Task requirements: Could you reproduce every record below exactly, excluding all pictures?

---

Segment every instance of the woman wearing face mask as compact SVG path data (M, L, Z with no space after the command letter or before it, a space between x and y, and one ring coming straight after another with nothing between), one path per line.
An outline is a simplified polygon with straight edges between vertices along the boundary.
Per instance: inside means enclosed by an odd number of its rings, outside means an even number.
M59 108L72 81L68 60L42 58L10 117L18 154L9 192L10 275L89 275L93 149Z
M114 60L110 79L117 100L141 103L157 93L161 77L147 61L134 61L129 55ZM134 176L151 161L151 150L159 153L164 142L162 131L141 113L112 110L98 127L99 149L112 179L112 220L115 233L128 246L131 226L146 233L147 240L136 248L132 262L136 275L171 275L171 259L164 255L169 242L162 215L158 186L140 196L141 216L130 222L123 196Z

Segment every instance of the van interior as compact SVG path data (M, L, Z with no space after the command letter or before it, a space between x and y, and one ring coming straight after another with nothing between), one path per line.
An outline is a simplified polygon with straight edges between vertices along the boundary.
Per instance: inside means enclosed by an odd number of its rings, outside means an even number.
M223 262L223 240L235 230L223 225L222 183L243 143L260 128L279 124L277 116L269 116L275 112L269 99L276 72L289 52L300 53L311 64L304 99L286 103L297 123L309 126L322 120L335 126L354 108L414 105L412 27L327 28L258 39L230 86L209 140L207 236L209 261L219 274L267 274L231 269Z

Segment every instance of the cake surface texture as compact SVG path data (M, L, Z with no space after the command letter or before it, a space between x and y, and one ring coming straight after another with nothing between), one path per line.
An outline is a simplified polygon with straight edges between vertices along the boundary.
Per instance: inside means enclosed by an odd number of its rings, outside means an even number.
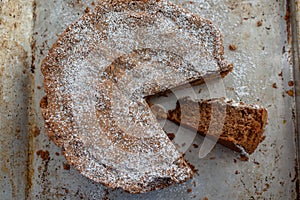
M231 69L210 21L167 1L100 1L42 63L45 129L75 169L108 187L181 183L193 171L144 98Z
M265 138L268 113L261 106L224 98L195 101L186 97L177 101L167 118L201 135L217 138L232 150L252 154Z

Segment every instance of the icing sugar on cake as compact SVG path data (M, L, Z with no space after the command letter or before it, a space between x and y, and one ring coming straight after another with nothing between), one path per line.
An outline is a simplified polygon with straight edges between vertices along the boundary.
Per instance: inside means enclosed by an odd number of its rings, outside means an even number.
M144 97L225 76L222 38L167 1L105 0L42 63L49 137L88 178L142 193L193 176Z

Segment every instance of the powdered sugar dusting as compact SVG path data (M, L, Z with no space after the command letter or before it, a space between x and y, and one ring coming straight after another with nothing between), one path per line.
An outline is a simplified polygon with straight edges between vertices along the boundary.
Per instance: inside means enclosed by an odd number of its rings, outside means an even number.
M49 135L81 173L113 188L186 180L191 169L143 97L230 70L221 42L211 22L166 1L102 2L43 62Z

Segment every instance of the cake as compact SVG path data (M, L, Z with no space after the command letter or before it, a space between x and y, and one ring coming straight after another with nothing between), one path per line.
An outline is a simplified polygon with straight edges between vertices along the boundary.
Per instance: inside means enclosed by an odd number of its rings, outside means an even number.
M45 130L70 165L111 188L144 193L193 171L145 97L225 76L209 20L158 0L104 0L70 25L42 62Z
M252 154L260 142L267 124L267 110L224 98L192 100L179 99L176 108L167 113L170 121L243 154ZM184 119L184 120L183 120Z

---

Task answer:
Segment every instance of the woman wearing face mask as compact SVG path data (M, L, Z with no space after the command letter or before it, a space between x and y, and one ring coming straight after another with nothing between), one path per line.
An outline is a simplified polygon with straight edges between vertices along the boundary.
Per instance: inside means enclosed by an odd number of its rings, outside means an even number.
M59 108L72 81L68 60L42 58L10 117L18 154L9 192L10 275L89 275L93 149Z
M114 60L110 79L117 100L141 103L157 93L161 77L147 61L134 61L129 55ZM134 176L151 161L151 150L159 153L164 142L162 131L141 113L112 110L98 127L99 149L112 179L112 220L115 233L128 246L131 226L146 233L147 240L136 248L132 262L136 275L171 275L171 259L164 255L169 242L162 215L158 186L140 196L141 216L130 222L123 196Z

Segment every instance of the van interior as compact SVG path data (M, L, Z with no space after the command letter or before it, a space between x and y, and one ring coming straight after another with nothing between), one path per line.
An outline is a simplified polygon with straight edges between vertices along the boundary.
Per instance: inside means enclosed by an odd number of its rings, outside means an even number.
M223 262L223 240L235 230L223 225L222 183L243 143L260 128L279 124L277 116L269 116L275 112L269 99L276 72L289 52L300 53L311 64L304 99L286 103L297 123L309 126L322 120L335 126L354 108L414 105L412 27L327 28L258 39L230 86L209 140L207 236L209 261L219 274L267 274L231 269Z

Segment every instance of the cake surface texture as compact SVG path data (M, L, Z with no space after the command letter or before it, a space between x and y, and one ring coming straight after another with nothing between), one path per line.
An outline is a simplified polygon with straight edges between vertices along the boundary.
Per instance: inside means enclosed by an odd number of its rings, outside means an even number.
M231 69L210 21L167 1L100 1L42 63L45 129L75 169L108 187L181 183L193 171L144 98Z
M265 138L268 113L261 106L224 98L195 101L186 97L177 101L167 118L201 135L217 138L232 150L252 154Z

Segment every instance of the icing sugar on cake as compact SVG path data (M, L, Z with no space after the command letter or before it, a space between x and y, and one ring coming straight after another with nothing between), one path per line.
An outline is a simplified polygon with straight edges between vertices along the boundary.
Per instance: inside means enclosed by an odd number of its rings, outside means an even number.
M144 97L225 76L222 38L167 1L105 0L42 63L49 137L88 178L142 193L193 176Z

Segment every instance of the powdered sugar dusting as compact SVG path data (M, L, Z with no space after the command letter or before it, a space between x and y, and one ring coming straight after another with nothing between), one path per line.
An outline is a simplified polygon with straight edges between vertices along the boundary.
Per instance: inside means enclosed by an odd number of its rings, outside means an even number.
M49 135L81 173L113 188L186 180L191 169L143 97L230 70L221 42L211 22L166 1L102 2L43 62Z

Segment every instance of the cake as compact SVG path data (M, L, Z with no space after the command letter or before it, a space between x and y, and one ring coming straight after another with nothing between), one path per line.
An outline is a simplified polygon with straight edges between vertices along the boundary.
Per instance: inside means enclosed by an odd number of its rings, outside means an even number.
M45 130L70 165L111 188L144 193L193 171L145 97L225 76L209 20L158 0L104 0L70 25L42 62Z
M252 154L260 142L267 124L267 110L224 98L192 100L179 99L176 108L167 113L170 121L243 154ZM184 119L184 120L183 120Z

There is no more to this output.